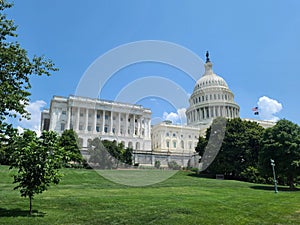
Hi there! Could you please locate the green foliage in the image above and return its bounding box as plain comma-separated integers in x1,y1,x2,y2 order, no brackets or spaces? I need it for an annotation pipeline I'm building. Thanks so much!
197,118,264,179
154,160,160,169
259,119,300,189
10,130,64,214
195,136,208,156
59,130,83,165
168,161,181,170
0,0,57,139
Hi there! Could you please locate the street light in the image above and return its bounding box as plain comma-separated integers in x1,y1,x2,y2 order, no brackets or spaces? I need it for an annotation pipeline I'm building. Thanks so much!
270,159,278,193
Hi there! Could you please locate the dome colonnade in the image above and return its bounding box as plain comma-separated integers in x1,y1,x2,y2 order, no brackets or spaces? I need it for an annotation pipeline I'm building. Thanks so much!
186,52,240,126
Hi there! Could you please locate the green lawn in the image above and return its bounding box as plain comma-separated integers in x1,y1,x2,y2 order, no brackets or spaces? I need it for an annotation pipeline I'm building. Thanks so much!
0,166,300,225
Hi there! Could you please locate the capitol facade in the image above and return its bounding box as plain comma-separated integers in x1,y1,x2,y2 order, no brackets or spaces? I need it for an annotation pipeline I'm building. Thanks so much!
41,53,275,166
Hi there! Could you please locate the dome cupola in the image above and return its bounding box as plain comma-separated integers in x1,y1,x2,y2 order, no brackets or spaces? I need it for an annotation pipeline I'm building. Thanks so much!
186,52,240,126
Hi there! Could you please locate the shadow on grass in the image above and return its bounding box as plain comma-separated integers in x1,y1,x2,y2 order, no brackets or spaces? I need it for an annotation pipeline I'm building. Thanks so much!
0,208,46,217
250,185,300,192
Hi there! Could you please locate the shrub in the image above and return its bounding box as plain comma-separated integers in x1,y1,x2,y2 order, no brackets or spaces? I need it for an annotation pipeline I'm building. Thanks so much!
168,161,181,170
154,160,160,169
════════════════
● **Set problem**:
Can you copy out all of the entries above verbatim, leaving the pictures out of your answer?

● **Task answer**:
Hi there! Could you please locate the green foliage in the image above and return its bounding box as plain comma-separated integers in x1,y1,x2,y2 order, no brackets or spaces? I need it for an annotation pipeline I'm building. Thanks so much!
197,118,264,179
154,160,160,169
259,119,300,189
10,130,64,214
195,136,208,156
59,130,83,165
168,161,181,170
0,0,57,139
Hi there! Could you please locate the street light in the image above and return its bounding box as plain comma-separated integers in x1,y1,x2,y2 order, no brackets or spaces? I need it for an annotation pipeline I'm building. Thanks so much!
270,159,278,193
Hi there! Could you please locate the dome colonnade in the image above and return its bounding box as plain comma-separated integers in x1,y1,x2,y2 order, no brackets or spaces? I need it for an annotation pipeline I'm building. Thanks so much!
186,52,240,126
Hi there! Could you please locate the green lawn in the image above and return its bounding box as plain comma-separated integers in x1,y1,x2,y2 order, no brackets or spaces? I need it for an annotation pipeline I'm building. Thanks so much!
0,166,300,225
Hi there! Could you please locate the capitol facade in the image above and return its bounding box as plain comma-separated integers in x1,y1,x2,y2 order, no brackets or spaces? I need it for an annotation pipeline I'm building. Thanks so much!
41,53,275,166
Hi there! Could you please locate the dome cupola in the image above and return its bounding box as plain comma-separated integers in x1,y1,x2,y2 order, no brackets or spaces? I need it for an annotation pipeline I'm building. Thanks so much!
186,52,240,126
Hi there! Could you please locate the shadow on grass in the image above and return its bounding box as plain comma-separated integers in x1,y1,x2,y2 order, no brackets or spaces? I need it for an annotation pipeline I'm building. Thanks so much!
0,208,46,217
250,185,300,192
Hi there! Could you please locate the shrub in the image above and return its bounding box as plain comma-separated integers in x1,y1,x2,y2 order, no brackets or spaces? I need it for an annotation pipeline I'm building. Thanks so much!
168,161,181,170
154,160,160,169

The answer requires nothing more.